— Text passage —
GET STARTED ON BEACH READING
June is rapidly approaching, and you know what that means, don’t you? It’s the beginning of the beach reading season. There are quite a few great beach read candidates coming out in June, so I have come up with a select list from which to choose, depending on your reading tastes.
No summer would be complete without new beach reads by Mary Kay Andrews, Elin Hilderbrand and Luanne Rice.
Andrews’ Spring Fever is a fun romantic read. Annajane really believes she’s over her ex-husband, Mason, until she goes to his wedding. Suddenly she understands she might want him back. It won’t be easy, but Annajane is determined to win back Mason and the happy life they once had, no matter what obstacles might be placed in her path.
Summerland by Elin Hilderbrand can be summed up in one charged sentence. One summer night four lives are changed forever by a fatal crash.
Luanne Rice, an author of local interest as she has a summer home in southeastern Connecticut, brings us Little Night. Clare Burke tried to protect her sister, Anne, from an abusive husband but ended up in prison for assault. Her prison sentence was mostly based on Anne’s testimony, all lies. Clare has been estranged from her sister ever since.

— What this exercise asks —
1 > According to the beach reading text, who is Annajane's ex-husband?
2 > Carry on the text about beach reads from its final sentence.

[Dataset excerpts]
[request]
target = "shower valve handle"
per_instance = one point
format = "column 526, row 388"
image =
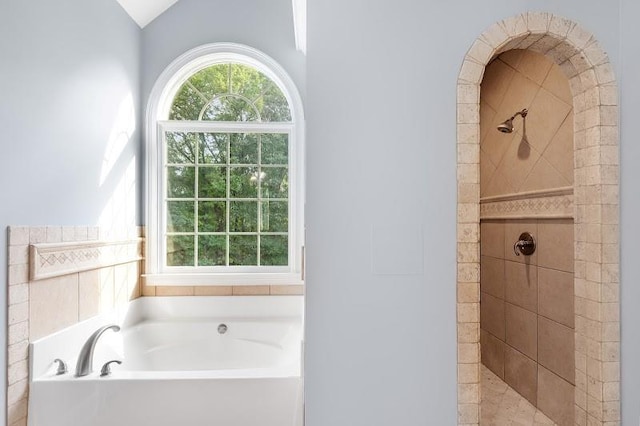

— Answers for the tasks —
1 > Mason.

2 >
For historical fiction fans, the hottest historical novel of the season is The Queen's Lover by Francine Du Plessix Gray. The gallant Swedish Count Axel von Fersen meets the alluring 19-year-old Dauphine Marie Antoinette at a masquerade ball in Paris in 1774. Their fateful encounter begins a lifelong affair that lasts through the French Revolution.
Mystery and suspense junkies should try Gillian Flynn’s new novel, Gone Girl. Nick and Amy Dunne are supposed to be celebrating their fifth wedding anniversary on a lovely summer morning in Missouri. But Amy has disappeared. As the police investigate, revealing the lies, deceit and just plain bad behavior of the Dunnes’ marriage, everyone in town is asking themselves how well they know the one that they love. Did Nick kill his wife? And if not, who did?
A large contingent of beach readers can never get enough of Jason Bourne. Robert Ludlum's The Bourne Imperative by Eric Van Lustbader continues the Bourne saga. The man Jason pulls from a frozen lake is nearly dead, shot, bloody and drowning. He awakens with amnesia, with no memory of his identity or why he was shot – something that sounds all too familiar to Bourne.
Memoir readers should pick up a copy of Hotels, Hospitals, and Jails: A Memoir by Anthony Swofford. Swofford, a former marine and the author of Jarhead, writes a riveting account that questions our ideas about masculinity, about the relationship between fathers and sons and about the nature of love.
I haven’t forgotten literary fiction fans. I am very excited about two second novels by Glen Duncan and Robert Goolrick, authors whose first novels were literary fiction successes and favorite book club picks.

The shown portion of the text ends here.